This evaluation focuses on measuring the technical success of tool execution, not the semantic correctness of the results.

Tool Success requires following input:
- Response - Response from Agent (or any GenAI App). This can be a single text response or a list of messages generated as part of Agent Response. The evaluator examines tool call results within the response.
- Tool Definitions - (Optional) Tool(s) definition used by Agent. Providing tool definitions helps the evaluator better understand the context of the tool calls made by the agent.


### Initialize Tool Success Evaluator


In [None]:
import os
from azure.ai.evaluation._evaluators._tool_success import _ToolSuccessEvaluator
from azure.ai.evaluation import AzureOpenAIModelConfiguration
from pprint import pprint

model_config = AzureOpenAIModelConfiguration(
    azure_endpoint=os.environ["AZURE_OPENAI_ENDPOINT"],
    api_key=os.environ["AZURE_OPENAI_API_KEY"],
    api_version=os.environ["AZURE_OPENAI_API_VERSION"],
    azure_deployment=os.environ["MODEL_DEPLOYMENT_NAME"],
)

• **Data listing**:

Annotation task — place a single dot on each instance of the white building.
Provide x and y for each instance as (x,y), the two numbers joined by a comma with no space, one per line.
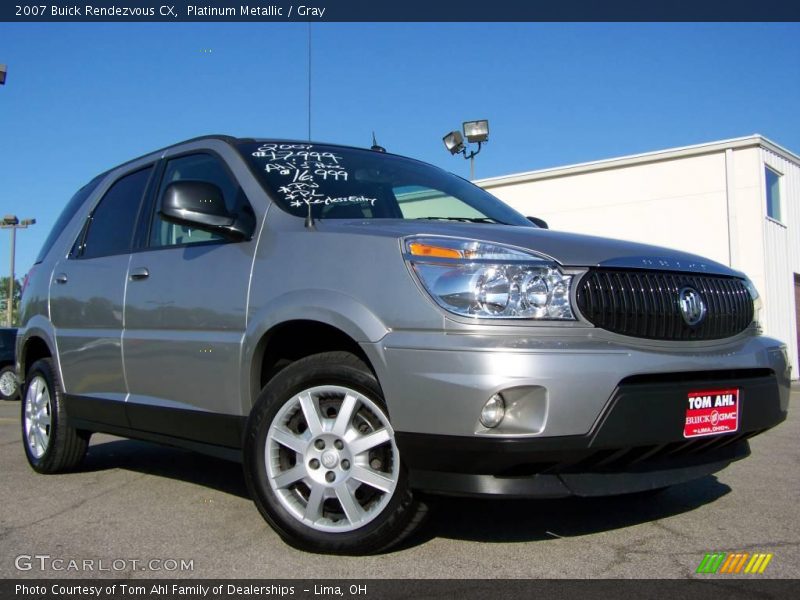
(735,201)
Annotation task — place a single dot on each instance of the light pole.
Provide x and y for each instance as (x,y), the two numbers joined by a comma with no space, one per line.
(13,223)
(477,132)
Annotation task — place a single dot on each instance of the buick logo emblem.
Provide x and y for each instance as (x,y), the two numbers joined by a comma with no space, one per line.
(693,307)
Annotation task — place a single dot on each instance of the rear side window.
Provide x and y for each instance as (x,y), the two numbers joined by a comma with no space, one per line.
(66,215)
(195,167)
(109,229)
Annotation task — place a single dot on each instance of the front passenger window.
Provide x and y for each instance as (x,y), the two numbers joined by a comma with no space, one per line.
(197,167)
(109,230)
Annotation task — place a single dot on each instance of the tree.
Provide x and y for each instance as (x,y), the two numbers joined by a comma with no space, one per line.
(4,299)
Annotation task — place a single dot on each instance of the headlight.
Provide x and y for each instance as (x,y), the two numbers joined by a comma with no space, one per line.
(481,279)
(757,303)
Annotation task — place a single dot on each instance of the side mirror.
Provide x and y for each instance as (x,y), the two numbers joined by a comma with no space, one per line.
(201,204)
(541,223)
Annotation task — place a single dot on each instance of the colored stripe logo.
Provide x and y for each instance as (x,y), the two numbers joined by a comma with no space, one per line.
(734,563)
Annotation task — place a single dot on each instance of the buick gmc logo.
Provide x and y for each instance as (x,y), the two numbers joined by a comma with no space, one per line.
(693,307)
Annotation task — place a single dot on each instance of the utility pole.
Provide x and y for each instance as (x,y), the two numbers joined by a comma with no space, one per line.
(13,223)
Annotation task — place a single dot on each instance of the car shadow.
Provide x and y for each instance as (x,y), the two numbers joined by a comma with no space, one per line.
(504,521)
(468,519)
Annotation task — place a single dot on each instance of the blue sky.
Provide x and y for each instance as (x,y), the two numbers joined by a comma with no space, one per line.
(81,98)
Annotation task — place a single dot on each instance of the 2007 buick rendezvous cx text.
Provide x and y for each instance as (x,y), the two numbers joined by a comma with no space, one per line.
(358,327)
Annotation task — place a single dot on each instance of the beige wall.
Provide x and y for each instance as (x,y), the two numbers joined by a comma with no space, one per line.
(678,203)
(711,204)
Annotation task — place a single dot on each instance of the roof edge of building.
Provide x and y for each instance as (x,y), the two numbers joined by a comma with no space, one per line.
(642,158)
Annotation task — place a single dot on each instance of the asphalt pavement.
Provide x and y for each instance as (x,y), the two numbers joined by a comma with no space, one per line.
(138,510)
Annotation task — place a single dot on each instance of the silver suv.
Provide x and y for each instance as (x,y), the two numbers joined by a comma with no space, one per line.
(356,328)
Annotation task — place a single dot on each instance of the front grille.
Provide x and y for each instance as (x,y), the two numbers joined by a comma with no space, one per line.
(645,304)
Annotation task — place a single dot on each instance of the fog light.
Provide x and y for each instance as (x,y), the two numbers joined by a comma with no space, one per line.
(493,411)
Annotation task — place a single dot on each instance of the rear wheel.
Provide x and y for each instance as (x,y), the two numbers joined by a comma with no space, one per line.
(51,445)
(321,460)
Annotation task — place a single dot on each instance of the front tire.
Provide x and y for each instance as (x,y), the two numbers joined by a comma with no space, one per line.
(321,462)
(8,383)
(51,445)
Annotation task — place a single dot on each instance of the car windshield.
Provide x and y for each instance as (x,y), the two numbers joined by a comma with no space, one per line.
(348,183)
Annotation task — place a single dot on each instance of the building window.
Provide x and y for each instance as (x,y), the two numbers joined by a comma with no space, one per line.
(773,179)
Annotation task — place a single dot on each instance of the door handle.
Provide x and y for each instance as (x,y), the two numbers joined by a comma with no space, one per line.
(139,274)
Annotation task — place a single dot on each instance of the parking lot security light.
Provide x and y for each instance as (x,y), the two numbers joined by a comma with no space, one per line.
(477,132)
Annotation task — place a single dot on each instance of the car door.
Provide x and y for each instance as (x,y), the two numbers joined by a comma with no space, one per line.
(86,303)
(185,316)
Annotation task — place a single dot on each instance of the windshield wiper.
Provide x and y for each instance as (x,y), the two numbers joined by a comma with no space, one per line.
(463,219)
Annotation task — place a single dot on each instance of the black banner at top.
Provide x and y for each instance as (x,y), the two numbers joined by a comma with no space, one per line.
(401,10)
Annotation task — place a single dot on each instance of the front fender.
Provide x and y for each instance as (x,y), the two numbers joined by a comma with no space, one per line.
(338,310)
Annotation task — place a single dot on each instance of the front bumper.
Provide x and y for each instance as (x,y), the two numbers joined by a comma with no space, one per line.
(581,439)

• **Task statement**: According to the excerpted text on the tool success evaluation, which of the required inputs is marked as optional?

• **Result of this task**: Tool Definitions